■ EXERCISE INSTRUCTIONS
Repeat every line of the entries below word for word.

[Coordinate labeling data]
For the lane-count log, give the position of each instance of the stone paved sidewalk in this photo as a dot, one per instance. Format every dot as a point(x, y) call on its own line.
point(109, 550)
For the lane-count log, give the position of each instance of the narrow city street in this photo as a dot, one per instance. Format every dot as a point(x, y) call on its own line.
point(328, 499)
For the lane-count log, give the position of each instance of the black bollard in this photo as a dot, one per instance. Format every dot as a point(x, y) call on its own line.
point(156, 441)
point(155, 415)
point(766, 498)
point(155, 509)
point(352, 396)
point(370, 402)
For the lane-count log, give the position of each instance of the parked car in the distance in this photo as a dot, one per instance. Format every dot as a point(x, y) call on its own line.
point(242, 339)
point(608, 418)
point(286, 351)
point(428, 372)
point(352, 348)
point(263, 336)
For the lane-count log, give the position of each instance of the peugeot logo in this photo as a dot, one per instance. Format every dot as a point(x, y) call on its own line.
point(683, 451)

■ TASK ANSWER
For the lane-count log, give the position of each instance of the stone paved sidewalk in this photo as a dot, one per instance. Format every dot as a point(x, y) call on its own line.
point(109, 550)
For the lane-count log, give the position of each instance of the narrow city street in this photo as a dot, one per instance. Format every dot as a point(x, y) call on its own line.
point(328, 499)
For the lane-count log, give the position of each instance of the black bollard in this photo as a dot, one per instance. Format every dot as a point(x, y) call on its own line.
point(156, 441)
point(155, 415)
point(766, 498)
point(155, 509)
point(352, 396)
point(370, 402)
For the lane-count log, give the position of each instance of the parked car in the distance in this photo as a dot, one per instance. Format every dot as a point(x, y) call on its own line.
point(242, 339)
point(608, 418)
point(286, 351)
point(428, 372)
point(352, 348)
point(263, 336)
For the lane-count log, give the position of each instance of the peugeot logo in this photo as a dot, one per instance. Format every dot as a point(x, y) call on its own line.
point(683, 451)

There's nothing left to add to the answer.